#### [Point-per-instance localization data]
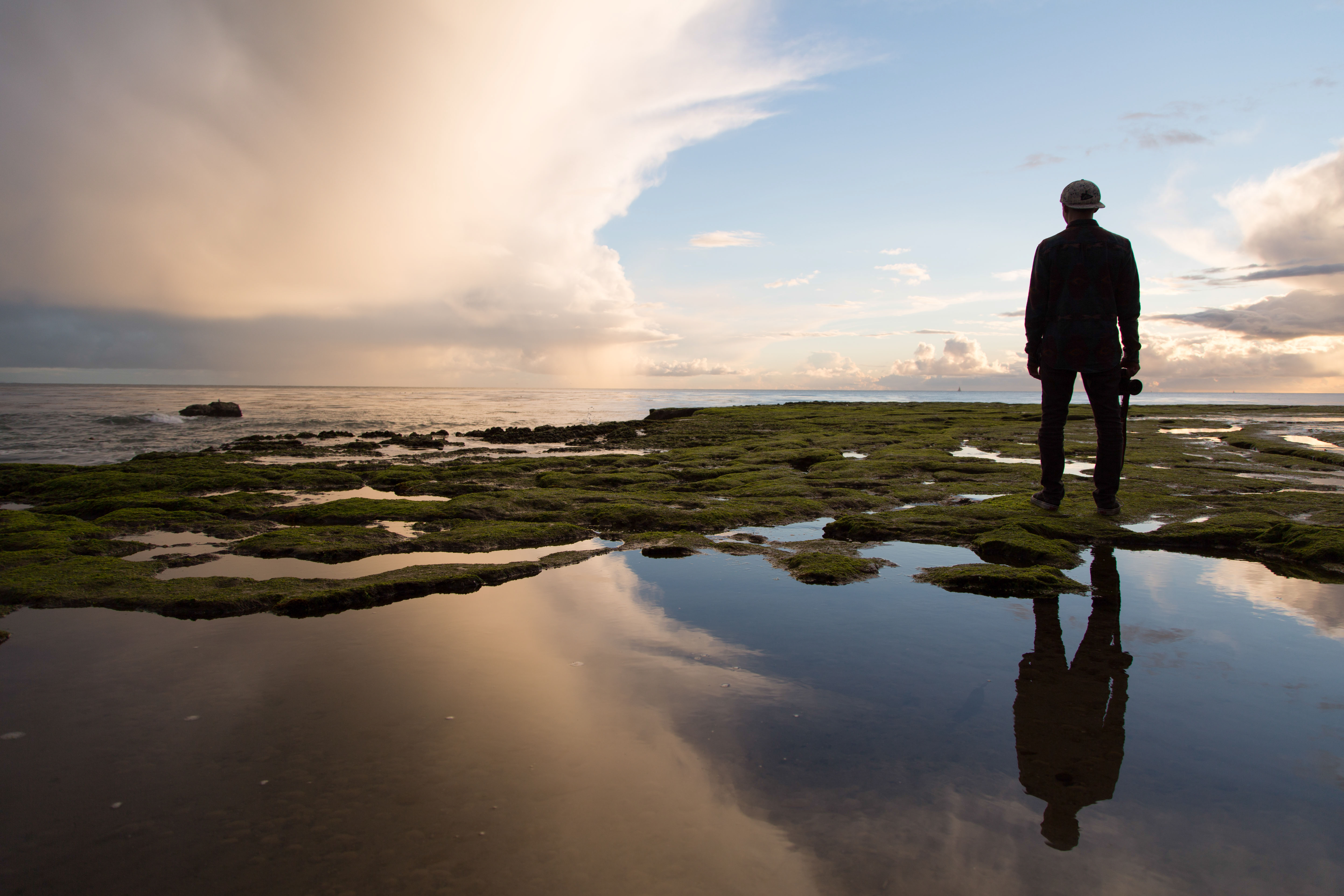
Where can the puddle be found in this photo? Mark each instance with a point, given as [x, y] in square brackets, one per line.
[1191, 430]
[1314, 442]
[1072, 468]
[570, 735]
[244, 567]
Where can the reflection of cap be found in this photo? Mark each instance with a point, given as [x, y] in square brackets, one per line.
[1082, 194]
[1060, 827]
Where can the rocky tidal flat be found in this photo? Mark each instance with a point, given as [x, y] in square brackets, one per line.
[670, 486]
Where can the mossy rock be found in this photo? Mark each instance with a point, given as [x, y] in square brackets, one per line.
[472, 536]
[1225, 531]
[998, 581]
[361, 511]
[1311, 545]
[323, 543]
[826, 567]
[1011, 545]
[667, 545]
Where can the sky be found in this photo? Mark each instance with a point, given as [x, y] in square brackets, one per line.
[686, 194]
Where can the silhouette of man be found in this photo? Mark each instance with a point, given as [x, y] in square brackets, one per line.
[1084, 283]
[1070, 721]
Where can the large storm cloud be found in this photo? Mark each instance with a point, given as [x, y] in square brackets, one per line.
[345, 187]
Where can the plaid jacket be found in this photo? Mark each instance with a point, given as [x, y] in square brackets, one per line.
[1084, 281]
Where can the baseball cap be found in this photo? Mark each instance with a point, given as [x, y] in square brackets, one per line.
[1082, 194]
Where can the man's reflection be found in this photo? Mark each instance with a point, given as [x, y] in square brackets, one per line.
[1070, 721]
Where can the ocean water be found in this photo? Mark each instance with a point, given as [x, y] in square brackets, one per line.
[42, 424]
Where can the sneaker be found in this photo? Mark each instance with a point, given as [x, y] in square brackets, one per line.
[1045, 502]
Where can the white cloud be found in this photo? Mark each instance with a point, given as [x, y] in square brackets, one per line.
[1296, 218]
[796, 281]
[420, 181]
[913, 273]
[962, 357]
[695, 367]
[834, 366]
[720, 238]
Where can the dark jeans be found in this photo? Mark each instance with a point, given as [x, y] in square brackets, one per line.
[1057, 389]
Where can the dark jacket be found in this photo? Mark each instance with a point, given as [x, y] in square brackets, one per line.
[1084, 281]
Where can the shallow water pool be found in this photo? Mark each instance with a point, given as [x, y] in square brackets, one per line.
[702, 724]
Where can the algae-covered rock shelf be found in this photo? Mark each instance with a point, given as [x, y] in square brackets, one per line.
[917, 472]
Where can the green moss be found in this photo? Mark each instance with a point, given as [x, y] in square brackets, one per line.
[1014, 546]
[824, 567]
[323, 543]
[667, 545]
[1002, 581]
[1310, 545]
[468, 536]
[361, 511]
[714, 471]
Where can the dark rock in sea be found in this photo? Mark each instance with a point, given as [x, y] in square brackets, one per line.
[214, 409]
[671, 413]
[582, 434]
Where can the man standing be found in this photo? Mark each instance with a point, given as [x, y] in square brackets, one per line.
[1084, 283]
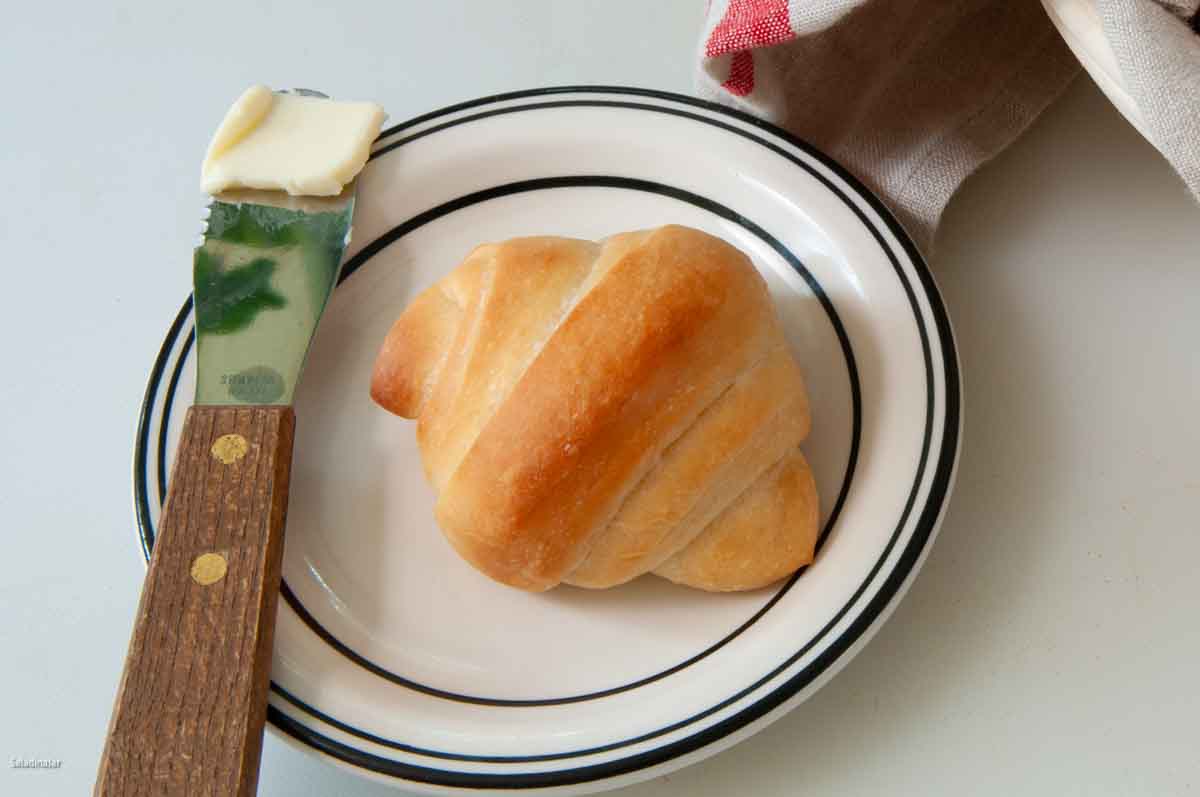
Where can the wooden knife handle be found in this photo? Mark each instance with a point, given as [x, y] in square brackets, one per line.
[192, 702]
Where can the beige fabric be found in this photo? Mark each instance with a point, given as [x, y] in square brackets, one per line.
[1159, 58]
[910, 95]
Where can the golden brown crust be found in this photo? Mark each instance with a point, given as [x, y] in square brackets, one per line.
[561, 384]
[766, 534]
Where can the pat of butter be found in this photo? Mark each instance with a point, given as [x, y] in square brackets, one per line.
[282, 142]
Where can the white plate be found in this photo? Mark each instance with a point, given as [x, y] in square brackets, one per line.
[395, 658]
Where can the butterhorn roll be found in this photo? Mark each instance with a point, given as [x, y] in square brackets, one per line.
[591, 412]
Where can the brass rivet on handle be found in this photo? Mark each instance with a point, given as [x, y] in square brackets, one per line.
[229, 448]
[208, 568]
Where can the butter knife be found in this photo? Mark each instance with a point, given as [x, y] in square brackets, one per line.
[192, 701]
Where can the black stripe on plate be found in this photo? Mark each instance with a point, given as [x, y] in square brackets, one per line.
[895, 579]
[544, 184]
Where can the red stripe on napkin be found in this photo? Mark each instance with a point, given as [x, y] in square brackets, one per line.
[750, 23]
[741, 81]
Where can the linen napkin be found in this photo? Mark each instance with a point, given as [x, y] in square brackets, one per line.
[913, 95]
[1158, 51]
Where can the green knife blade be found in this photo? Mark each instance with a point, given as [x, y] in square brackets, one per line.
[262, 277]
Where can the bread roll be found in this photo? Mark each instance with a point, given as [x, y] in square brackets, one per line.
[591, 412]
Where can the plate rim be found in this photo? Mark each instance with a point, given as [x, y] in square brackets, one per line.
[831, 659]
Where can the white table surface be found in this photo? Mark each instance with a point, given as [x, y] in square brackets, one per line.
[1051, 642]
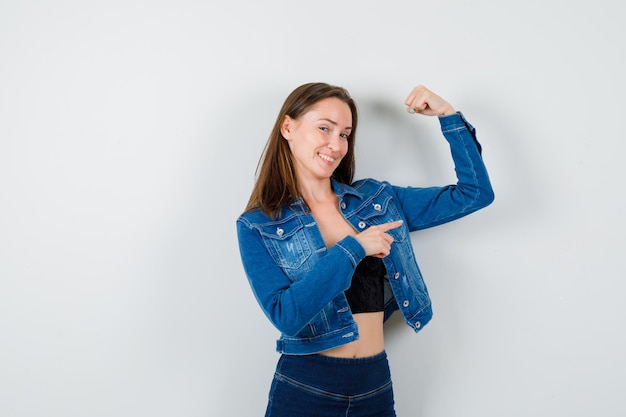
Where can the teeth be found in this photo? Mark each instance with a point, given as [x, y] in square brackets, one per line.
[326, 158]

#### [WHAT YOU SHOULD DO]
Above are records to transcribe exactly; leave their pictures out.

#### [YOUR SOLUTION]
Where can the puddle be found in this photo? Mark each instance with a point, given as [x, y] in square brackets, one per line.
[1191, 430]
[1314, 442]
[1072, 468]
[570, 735]
[244, 567]
Where can the reflection of cap be found in this photo? Mark each instance with a point, given as [x, y] in square brackets, one per line.
[1082, 194]
[1060, 827]
Where can the rocky tidal flat be found in this photo? Mark each instance with a point, given as [x, y] in square brackets, one per line.
[670, 486]
Where can the mossy rock be found in this photo? Mark each instance with a point, given as [x, y] in square brackets, one per line.
[472, 536]
[1225, 531]
[998, 581]
[361, 511]
[1311, 545]
[323, 543]
[826, 567]
[1011, 545]
[667, 545]
Where can the sky be found in this photo? Mark each instance with a point, given as [x, y] in square brackets, one per line.
[686, 194]
Where can the silhouette of man be found in this photo? Mark each instance with a point, given as [x, y] in square brackets, one per line.
[1084, 283]
[1070, 721]
Where can the large storm cloud be found in this photo? Mark each instance with a point, given as [x, y] in square brackets, one per line.
[345, 187]
Where can the plaid jacket be found in this photo? Mark each instance with a point, given as [x, y] in square brackets, one per line.
[1084, 281]
Where can the baseball cap be found in this photo? Mark each instance with a point, given as [x, y] in square brackets, one per line.
[1082, 194]
Where can the man's reflection be found in this photo? Mark each instance with a point, given as [x, y] in square brackets, one per line.
[1070, 721]
Where can the ocean water be found in this photo? Mark each instance with a point, given as [x, y] in square brackets, one per line.
[42, 424]
Where can the sneaker be found in this photo? Mark each instance with a point, given as [x, y] in square brackets, one per line.
[1045, 502]
Where can the white cloud be found in this photo? Mark each instance with a point, given as [x, y] in square brackets, one per line.
[1296, 218]
[796, 281]
[420, 181]
[913, 273]
[962, 357]
[695, 367]
[834, 366]
[720, 238]
Where can the dark jeans be found in this photo? Mark each instance with a point, given as [x, y] in square brackets, one per line.
[1057, 389]
Where can the dark jacket be found in this photo? Mark each instance with a point, given as [x, y] in square brackets, one per line.
[1084, 281]
Where can the shallow water pool be found in this photo? Mark each instance with a point, given as [x, y] in square brackets, one per line.
[702, 724]
Where can the algae-covered rock shelf be found in this photo? Mark each instance with a point, given as [x, y] in square brackets, one per line.
[917, 472]
Where can the green moss be found in this photo? Mark each instance with a point, given as [x, y] in square brackets, one per line.
[1014, 546]
[824, 567]
[323, 543]
[667, 545]
[1002, 581]
[1310, 545]
[468, 536]
[361, 511]
[714, 471]
Where can the dark rock in sea be found in this photo? Mark each instance with a point, given as [x, y] in square brackets, one per line.
[214, 409]
[671, 413]
[582, 434]
Where can the man standing be found in this photo? Mark each instance with a point, given as [x, y] in square brackets, one per line.
[1084, 283]
Where can the wooden knife handle be found in this photo? Mark each instance with a point, given as [x, y] in square brackets, one per line.
[192, 702]
Where can the beige fabric be found in this photo? Mark each instance with a point, given as [x, y] in square brackets, one per line.
[1159, 58]
[910, 95]
Where can the golden brown crust be found in this photo? Mark each instance with a point, given as [x, y] in square brackets, one per line.
[561, 384]
[766, 534]
Where can the pat of butter be found in this photo? Mark each instance with a point, given as [x, y] in square brackets, one per line.
[282, 142]
Where can the white plate be found in this photo? Mark each instance with a point, given as [x, y] in square brackets, one per line.
[395, 658]
Where can the butterhorn roll be found in this photo? Mark each instance with a point, given as [x, y] in square brackets, one per line.
[591, 412]
Where can the brass rivet on handle be found in this photo? Mark each instance with a point, given as [x, y] in square brackets, one per line.
[229, 448]
[208, 568]
Where can the butter knife be found in this photo? Mark each instance with a point, given as [x, y] in square brackets, one per line.
[192, 701]
Where can the black stripe on plate be found in this photo? Mark each instance with a point, given as [x, y] in square brackets, one per line.
[895, 579]
[544, 184]
Where can the red stripe on napkin be found in this photo? Mark each instance with a point, given as [x, y] in square brackets, one per line.
[750, 23]
[741, 81]
Where can the linen napkin be found in this photo? Mark each instance with a point, given as [x, y] in square brackets, one per line.
[913, 95]
[1158, 51]
Where can the green knife blade be found in this photo? Mark each instance with a point, given as [x, y] in square brackets, one per line.
[262, 277]
Where can the bread roll be found in this photo? Mark each instance with a point, given as [x, y] in square brackets, one per line.
[591, 412]
Where can the plate rim be found in this photo? Mark each instance with a point, given as [x, y] in square brackets, one per line.
[831, 659]
Where can the white table surface be found in this photo? Mark each instance with a point, given as [x, y] in square brackets, one per line.
[1051, 642]
Where can the teeth be found in this photo? Mark each instance with a point, given as [x, y] in square brackets, one per line.
[326, 158]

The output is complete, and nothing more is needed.